• _Fragmento de página_
——————————
El locutor catalán se atrevió a enfrentarse al papel en blanco en cuatro ocasiones. En 2009 publicó ‘A prop de las estrelles de la NBA’ y se lo pasó tan bien en las presentaciones del libro, en las que constantemente acababa hablando con los asistentes de la acb y de las experiencias por toda Europa, que acabó sacando en 2011 ‘Basquetmania’. Cuatro años antes de su última obra publicada (‘Dream Team, el equipo que cambió la historia’, a medias con Manuel Moreno), allá por 2019, Jordi escribió el libro cuyo título mejor resumen su carrera: ‘Apostoflant’. La crónica de una vida dedicada al periodismo y su término más célebre, de la mano. “Lo usé por primera vez en una Lliga Catalana de 2005, en un triple final de la Penya. En un momento dado dije, no sé por qué, ese término francés, sinónimo de fantástico y fabuloso, que había oído catalanizar desde pequeño. Y no te creas que lo utilicé en muchas retransmisiones, un par de veces por temporada como mucho, pero hoy no puedo dar cuatro pasos en Cataluña sin que me lo recuerden. Y no me cansa en absoluto”.
——————————
• _Datos aportados_
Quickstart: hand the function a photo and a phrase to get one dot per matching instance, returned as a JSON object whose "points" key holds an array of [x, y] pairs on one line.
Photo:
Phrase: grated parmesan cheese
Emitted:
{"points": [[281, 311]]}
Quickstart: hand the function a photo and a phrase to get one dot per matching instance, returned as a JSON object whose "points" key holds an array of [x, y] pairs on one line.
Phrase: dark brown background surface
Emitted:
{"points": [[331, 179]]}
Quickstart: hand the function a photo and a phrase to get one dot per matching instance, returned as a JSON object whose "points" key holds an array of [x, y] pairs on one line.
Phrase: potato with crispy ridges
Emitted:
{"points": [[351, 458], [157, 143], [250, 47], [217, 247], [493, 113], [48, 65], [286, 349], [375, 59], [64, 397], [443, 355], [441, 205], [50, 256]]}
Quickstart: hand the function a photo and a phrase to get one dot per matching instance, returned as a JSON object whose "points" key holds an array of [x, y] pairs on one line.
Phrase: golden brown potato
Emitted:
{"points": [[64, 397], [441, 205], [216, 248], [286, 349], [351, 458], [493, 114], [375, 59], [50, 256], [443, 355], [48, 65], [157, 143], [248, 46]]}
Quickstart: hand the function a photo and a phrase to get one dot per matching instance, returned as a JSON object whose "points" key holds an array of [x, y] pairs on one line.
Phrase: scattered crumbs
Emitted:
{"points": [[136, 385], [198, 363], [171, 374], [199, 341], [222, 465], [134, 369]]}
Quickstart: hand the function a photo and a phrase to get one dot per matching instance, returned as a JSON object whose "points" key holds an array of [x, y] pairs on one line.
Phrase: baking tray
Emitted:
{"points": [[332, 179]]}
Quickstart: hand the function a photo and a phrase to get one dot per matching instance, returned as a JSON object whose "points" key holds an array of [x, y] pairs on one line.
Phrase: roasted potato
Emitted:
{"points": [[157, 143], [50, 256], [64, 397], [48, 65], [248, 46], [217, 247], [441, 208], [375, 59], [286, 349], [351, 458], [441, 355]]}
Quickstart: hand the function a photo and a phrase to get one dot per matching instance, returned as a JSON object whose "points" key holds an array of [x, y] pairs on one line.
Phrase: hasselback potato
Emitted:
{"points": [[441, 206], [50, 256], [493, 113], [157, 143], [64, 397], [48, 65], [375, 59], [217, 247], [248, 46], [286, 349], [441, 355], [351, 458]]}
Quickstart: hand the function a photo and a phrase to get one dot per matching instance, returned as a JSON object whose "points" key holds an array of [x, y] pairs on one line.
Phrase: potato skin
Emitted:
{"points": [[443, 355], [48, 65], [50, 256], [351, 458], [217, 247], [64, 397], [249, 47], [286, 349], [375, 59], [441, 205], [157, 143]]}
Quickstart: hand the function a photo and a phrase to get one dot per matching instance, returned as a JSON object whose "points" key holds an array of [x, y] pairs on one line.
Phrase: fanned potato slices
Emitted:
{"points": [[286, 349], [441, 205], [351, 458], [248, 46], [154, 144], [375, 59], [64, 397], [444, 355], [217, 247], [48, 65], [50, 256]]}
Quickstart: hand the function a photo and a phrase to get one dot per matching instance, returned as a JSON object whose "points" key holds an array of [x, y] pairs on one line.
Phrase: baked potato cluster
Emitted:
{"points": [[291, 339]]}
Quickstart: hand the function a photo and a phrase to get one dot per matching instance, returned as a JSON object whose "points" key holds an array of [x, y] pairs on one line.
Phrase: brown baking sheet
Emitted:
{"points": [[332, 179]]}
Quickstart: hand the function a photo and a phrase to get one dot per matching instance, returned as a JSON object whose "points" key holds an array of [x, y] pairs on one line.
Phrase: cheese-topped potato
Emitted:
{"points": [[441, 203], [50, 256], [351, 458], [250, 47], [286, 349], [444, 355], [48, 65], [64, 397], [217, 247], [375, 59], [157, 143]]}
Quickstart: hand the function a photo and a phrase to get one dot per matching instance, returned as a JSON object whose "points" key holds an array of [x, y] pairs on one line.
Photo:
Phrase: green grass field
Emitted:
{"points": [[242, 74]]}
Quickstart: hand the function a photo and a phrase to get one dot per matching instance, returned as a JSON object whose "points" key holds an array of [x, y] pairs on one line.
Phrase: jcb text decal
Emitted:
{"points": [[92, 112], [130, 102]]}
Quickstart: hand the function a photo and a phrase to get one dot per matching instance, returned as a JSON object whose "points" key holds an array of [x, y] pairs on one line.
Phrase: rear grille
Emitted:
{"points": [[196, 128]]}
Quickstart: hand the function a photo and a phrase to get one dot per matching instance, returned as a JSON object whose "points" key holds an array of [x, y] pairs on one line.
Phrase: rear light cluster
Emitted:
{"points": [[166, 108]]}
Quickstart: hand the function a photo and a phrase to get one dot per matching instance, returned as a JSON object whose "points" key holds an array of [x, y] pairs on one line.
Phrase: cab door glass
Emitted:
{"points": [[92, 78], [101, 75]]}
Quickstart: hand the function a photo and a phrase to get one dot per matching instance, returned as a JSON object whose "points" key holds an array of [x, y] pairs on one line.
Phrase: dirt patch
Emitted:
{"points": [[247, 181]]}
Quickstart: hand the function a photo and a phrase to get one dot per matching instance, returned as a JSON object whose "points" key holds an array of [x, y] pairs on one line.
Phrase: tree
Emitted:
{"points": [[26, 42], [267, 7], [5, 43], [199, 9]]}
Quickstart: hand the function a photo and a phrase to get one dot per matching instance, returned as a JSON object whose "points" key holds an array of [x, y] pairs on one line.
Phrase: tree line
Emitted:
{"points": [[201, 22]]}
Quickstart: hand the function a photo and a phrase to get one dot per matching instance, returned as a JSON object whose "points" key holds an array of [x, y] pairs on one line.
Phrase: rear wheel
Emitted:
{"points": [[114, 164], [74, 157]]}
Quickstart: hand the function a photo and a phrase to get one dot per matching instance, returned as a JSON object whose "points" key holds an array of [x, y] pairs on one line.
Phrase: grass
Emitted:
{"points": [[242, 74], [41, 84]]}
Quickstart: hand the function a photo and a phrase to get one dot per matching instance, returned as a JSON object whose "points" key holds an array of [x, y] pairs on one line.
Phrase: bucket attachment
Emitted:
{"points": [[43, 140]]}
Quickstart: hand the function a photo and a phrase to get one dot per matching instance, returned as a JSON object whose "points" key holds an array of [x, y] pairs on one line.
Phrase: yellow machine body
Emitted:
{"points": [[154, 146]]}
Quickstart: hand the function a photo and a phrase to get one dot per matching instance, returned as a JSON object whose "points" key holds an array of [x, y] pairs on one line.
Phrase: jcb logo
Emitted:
——————————
• _Tareas_
a - Enumera los títulos de todos los libros del locutor catalán que aparecen en el fragmento.
b - Según el fragmento sobre el locutor catalán, ¿por qué acabó publicando ‘Basquetmania’ en 2011? Responde en una a tres oraciones.
c - Prosigue el fragmento sobre los libros del locutor catalán desde el punto en que termina.
Las líneas no guardan ninguna relación con el fragmento.

• _Respuestas en orden_
a -
- ‘A prop de las estrelles de la NBA’
- ‘Basquetmania’
- ‘Apostoflant’
- ‘Dream Team, el equipo que cambió la historia’

b - Lo publicó porque disfrutó mucho de las presentaciones de su primer libro, ‘A prop de las estrelles de la NBA’. En esas presentaciones acababa hablando constantemente con los asistentes de la acb y de sus experiencias por toda Europa.

c -
Y si ‘apostoflant’ era marca registrada, Nacho Solozábal significó su compañero de baile más recordado. “No conozco a ninguna pareja de comentaristas, ni en España ni en Estados Unidos, que haya durado treinta años. Creamos un vínculo y éramos capaces de no pisarnos ni con varios segundos de delay. Con su respiración ya sabía cuando quería intervenir, y entonces me callaba. Nacho nunca fue un entrenador que hace de analista hasta que lo llame un equipo, sino un analista que quería hacer de analista. Ese fue su gran secreto”.
“Creo que, junto a Lavagnini formamos el triunvirato perfecto para mí”, añade. “Víctor es un grande. Tiene sus cosas que él mismo reconoce, pero posee dos virtudes muy muy buenas: una agenda telefónica brutal y la preparación de los partidos. Llamaba con normalidad a Obradovic en una previa, lo escuchabas hablar con Ricky Rubio, o se iba a comer con Pesic. Cuida sus amistades, domina los vestuarios de una manera excepcional y fuera de la pista es imbatible”. Cuánto costó la despedida.
“Me jubilo porque mi tiempo ya ha pasado, ya ha llegado el final. A partir de ahora todo será recuerdo, pero pretendo que sea un recuerdo positivo y no nostalgia”, insiste, emocionándose al rememorar su última jornada de trabajo tras una especie de “Last Dance Tour”, a lo Kobe, que duró un curso entero.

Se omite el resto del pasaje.